*THE PROBLEM*. Write the data below out again in full, exactly as shown.

═════ INPUT RECORDS ═════

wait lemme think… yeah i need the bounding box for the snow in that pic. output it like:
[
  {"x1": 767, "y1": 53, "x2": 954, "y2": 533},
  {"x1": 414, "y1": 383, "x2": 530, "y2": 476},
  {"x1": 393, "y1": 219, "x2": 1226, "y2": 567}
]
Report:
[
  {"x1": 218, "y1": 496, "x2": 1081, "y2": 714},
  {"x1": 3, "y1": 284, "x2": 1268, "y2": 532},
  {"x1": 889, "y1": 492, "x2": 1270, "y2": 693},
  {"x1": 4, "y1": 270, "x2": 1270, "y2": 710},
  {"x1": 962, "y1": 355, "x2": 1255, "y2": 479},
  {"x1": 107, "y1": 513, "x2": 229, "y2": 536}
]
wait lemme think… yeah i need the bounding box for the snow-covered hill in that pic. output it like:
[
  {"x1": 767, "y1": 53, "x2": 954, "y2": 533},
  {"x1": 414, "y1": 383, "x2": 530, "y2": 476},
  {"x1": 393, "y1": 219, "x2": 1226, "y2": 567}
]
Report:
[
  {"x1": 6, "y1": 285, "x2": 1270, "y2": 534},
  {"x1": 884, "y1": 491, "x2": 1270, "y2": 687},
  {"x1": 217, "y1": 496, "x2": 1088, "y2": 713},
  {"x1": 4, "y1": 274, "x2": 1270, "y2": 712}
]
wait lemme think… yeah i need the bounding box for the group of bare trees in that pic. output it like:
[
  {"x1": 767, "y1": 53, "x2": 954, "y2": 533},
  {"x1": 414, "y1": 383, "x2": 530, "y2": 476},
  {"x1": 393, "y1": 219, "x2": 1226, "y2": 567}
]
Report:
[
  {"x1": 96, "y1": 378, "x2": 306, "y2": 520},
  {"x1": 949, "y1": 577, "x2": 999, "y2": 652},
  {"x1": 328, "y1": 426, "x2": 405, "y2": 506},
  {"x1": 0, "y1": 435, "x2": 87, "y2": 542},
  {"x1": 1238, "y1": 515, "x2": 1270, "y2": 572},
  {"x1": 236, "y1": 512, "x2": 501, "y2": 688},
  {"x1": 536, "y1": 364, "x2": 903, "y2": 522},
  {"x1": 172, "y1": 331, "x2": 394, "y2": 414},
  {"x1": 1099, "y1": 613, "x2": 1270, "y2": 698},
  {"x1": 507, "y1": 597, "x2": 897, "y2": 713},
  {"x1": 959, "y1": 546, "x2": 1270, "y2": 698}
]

═════

*SOLUTION FOR THIS PROBLEM*.
wait lemme think… yeah i need the bounding box for the snow in that pic. output it like:
[
  {"x1": 767, "y1": 53, "x2": 954, "y2": 533},
  {"x1": 414, "y1": 383, "x2": 530, "y2": 476},
  {"x1": 393, "y1": 219, "x2": 1226, "y2": 567}
]
Report:
[
  {"x1": 218, "y1": 496, "x2": 1081, "y2": 714},
  {"x1": 3, "y1": 284, "x2": 1268, "y2": 532},
  {"x1": 889, "y1": 492, "x2": 1270, "y2": 693},
  {"x1": 4, "y1": 270, "x2": 1270, "y2": 710},
  {"x1": 962, "y1": 355, "x2": 1255, "y2": 479},
  {"x1": 107, "y1": 513, "x2": 229, "y2": 536}
]
wait lemme think… yeah i need the bounding box for the snow-covered hill in that pic. output it like:
[
  {"x1": 767, "y1": 53, "x2": 954, "y2": 533},
  {"x1": 414, "y1": 383, "x2": 530, "y2": 476},
  {"x1": 393, "y1": 219, "x2": 1226, "y2": 567}
]
Report:
[
  {"x1": 6, "y1": 285, "x2": 1270, "y2": 534},
  {"x1": 884, "y1": 491, "x2": 1270, "y2": 687},
  {"x1": 217, "y1": 496, "x2": 1088, "y2": 713},
  {"x1": 4, "y1": 274, "x2": 1270, "y2": 712}
]
wait lemme think… yeah i need the bounding box for the group of bare trees in that pic. output it like:
[
  {"x1": 767, "y1": 53, "x2": 954, "y2": 533},
  {"x1": 414, "y1": 383, "x2": 530, "y2": 476},
  {"x1": 393, "y1": 219, "x2": 1226, "y2": 567}
]
Report:
[
  {"x1": 96, "y1": 378, "x2": 306, "y2": 520},
  {"x1": 949, "y1": 577, "x2": 999, "y2": 652},
  {"x1": 328, "y1": 426, "x2": 405, "y2": 506},
  {"x1": 0, "y1": 435, "x2": 87, "y2": 542},
  {"x1": 1238, "y1": 515, "x2": 1270, "y2": 572},
  {"x1": 236, "y1": 512, "x2": 501, "y2": 688},
  {"x1": 536, "y1": 364, "x2": 903, "y2": 522},
  {"x1": 172, "y1": 331, "x2": 394, "y2": 414},
  {"x1": 1099, "y1": 613, "x2": 1270, "y2": 698},
  {"x1": 507, "y1": 597, "x2": 897, "y2": 713},
  {"x1": 959, "y1": 546, "x2": 1270, "y2": 698}
]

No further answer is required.